----- Source extract
Background to the invention
Gas streams from natural gas wells typically comprise contaminants such as carbon dioxide, hydrogen sulphide, and aromatic hydrocarbons such as benzene, toluene, ethylbenzene, and xylene that need to be removed before the gas streams can be further used.
Processes for removing hydrogen sulfide, carbon dioxide and aromatic hydrocarbons from a gas stream are known in the art. Such processes typically comprise an absorption step for removing hydrogen sulfide, carbon dioxide and aromatic hydrocarbons from the gaseous feed stream by contacting such gaseous feed stream with a solvent, for example an amine solvent, in an absorption column. Thus a purified gaseous stream is obtained and a solvent loaded with contaminants. The loaded solvent is typically regenerated in a stripper to obtain a gas stream comprising contaminants and a lean solvent that is recycled to the absorption column. BTX is often used as acronym for benzene, toluene, and xylenes (e.g. o-xylene, m-xylene and/or p-xylene). BTEX is often used as acronym for benzene, toluene, ethylbenzene, and xylenes (e.g. o-xylene, m-xylene and/or p-xylene).
When producing LNG (liquefied natural gas), BTEX is removed prior to liquefaction to avoid freezing. When the level of BTEX in the gas is too high, tubes may become plugged during liquefaction. Generally it is preferred to have a BTEX concentration in the gas of at most 3 ppmv (parts per million by volume) before liquefaction. W02007003618 describes a process in which benzene, toluene, o-xylene, m-xylene and p-xylene (BTX) are removed by means of an absorbing liquid comprising a physical solvent. In this step hydrogen sulfide and carbon dioxide are also removed to a large extent. In a preferred process a mixture of sulfolane, a secondary or tertiary amine, and water is used as absorbing liquid.
After benzene, toluene, and xylenes have been removed to a large extend by means of an absorbing liquid, it is necessary to lower the their concentration further. This is typically performed by means of a scrubber column, an adsorber, an extraction unit, or another type of BTEX or BTX removal unit. In such a second step it is sometimes also possible to remove hydrocarbons with more than 5 carbon atoms (C5+) from the gas.
----------
§ Exercise tasks:
A. Swap "natural gas wells" for "offshore gas fields" and reproduce the passage on gas-stream contaminants from "Background to the" through "be further used.".
B. Pick up the background on removing BTEX from natural gas after its last sentence and carry it forward.
----- Data listing
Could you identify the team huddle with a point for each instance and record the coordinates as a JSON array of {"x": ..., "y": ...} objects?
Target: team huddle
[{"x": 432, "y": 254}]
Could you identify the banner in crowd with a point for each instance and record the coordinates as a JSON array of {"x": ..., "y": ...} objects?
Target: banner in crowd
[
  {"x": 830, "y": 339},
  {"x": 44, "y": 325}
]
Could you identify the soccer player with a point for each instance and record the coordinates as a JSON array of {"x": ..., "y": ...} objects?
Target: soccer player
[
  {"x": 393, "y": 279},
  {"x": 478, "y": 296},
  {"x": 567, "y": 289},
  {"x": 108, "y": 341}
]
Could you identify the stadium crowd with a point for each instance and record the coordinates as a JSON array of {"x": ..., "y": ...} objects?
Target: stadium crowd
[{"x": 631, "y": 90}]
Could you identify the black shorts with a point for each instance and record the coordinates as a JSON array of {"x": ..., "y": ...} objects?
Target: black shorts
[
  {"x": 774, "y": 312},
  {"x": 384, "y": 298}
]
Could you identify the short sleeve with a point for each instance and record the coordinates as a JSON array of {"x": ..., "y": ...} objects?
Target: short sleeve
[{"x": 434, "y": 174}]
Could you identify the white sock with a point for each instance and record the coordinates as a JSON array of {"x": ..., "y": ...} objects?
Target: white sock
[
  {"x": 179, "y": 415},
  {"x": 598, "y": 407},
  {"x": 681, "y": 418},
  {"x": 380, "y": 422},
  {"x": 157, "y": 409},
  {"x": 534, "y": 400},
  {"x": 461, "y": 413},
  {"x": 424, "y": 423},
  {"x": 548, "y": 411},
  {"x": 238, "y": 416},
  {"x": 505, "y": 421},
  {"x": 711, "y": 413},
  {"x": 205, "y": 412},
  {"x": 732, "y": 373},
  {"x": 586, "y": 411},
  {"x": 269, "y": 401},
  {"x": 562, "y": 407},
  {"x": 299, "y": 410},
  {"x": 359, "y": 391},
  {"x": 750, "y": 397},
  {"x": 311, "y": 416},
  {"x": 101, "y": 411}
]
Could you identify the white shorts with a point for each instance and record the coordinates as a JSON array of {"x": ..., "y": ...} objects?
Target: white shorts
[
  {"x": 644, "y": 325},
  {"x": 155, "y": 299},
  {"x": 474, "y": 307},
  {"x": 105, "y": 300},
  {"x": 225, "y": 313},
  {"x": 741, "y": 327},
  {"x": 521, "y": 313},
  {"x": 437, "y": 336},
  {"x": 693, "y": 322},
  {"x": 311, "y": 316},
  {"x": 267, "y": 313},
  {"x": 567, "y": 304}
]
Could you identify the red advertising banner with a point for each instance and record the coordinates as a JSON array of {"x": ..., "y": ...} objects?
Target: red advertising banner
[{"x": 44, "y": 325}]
----------
§ The replies:
A.
Background to the invention
Gas streams from offshore gas fields typically comprise contaminants such as carbon dioxide, hydrogen sulphide, and aromatic hydrocarbons such as benzene, toluene, ethylbenzene, and xylene that need to be removed before the gas streams can be further used.

B.
There is a need for an improved process in which the removal of benzene, toluene, and xylenes is more efficient, without disturbing the removal of hydrogen sulfide and carbon dioxide.
Summary of the invention
It has now been found that the efficiency of the removal of benzene, toluene, and xylenes can be increased by contacting the gas with a specific absorption liquid and reducing the temperature in the absorption column.
Accordingly, the invention relates to a process wherein a purified gas stream is produced from a feed gas stream comprising natural gas, carbon dioxide, hydrogen sulphide, and aromatic compounds selected from the group of benzene, toluene, ethylbenzene, o-xylene, m-xylene and p-xylene. The process comprises the following steps: (a) contacting the feed gas stream with absorbing liquid comprising sulfolane and a secondary or tertiary amine in an absorption column, and reducing the temperature of the absorbing liquid at an intermediate section of the absorption column, to obtain loaded absorbing liquid comprising carbon dioxide, hydrogen sulphide, and aromatic compounds selected from the group of benzene, toluene, o-xylene, m-xylene and p-xylene, and a gas stream depleted of these compounds; (b) cooling and de-pressurizing at least a part of the gas stream obtained in step (a) to obtain a liquid comprising aromatic compounds selected from the group of benzene, toluene, ethylbenzene, o-xylene, m-xylene and p-xylene, and flash gas depleted of these compounds.
An advantage of the process according to the invention is that the efficiency of the removal of benzene, toluene, and xylenes (BTX) has been increased in step (a).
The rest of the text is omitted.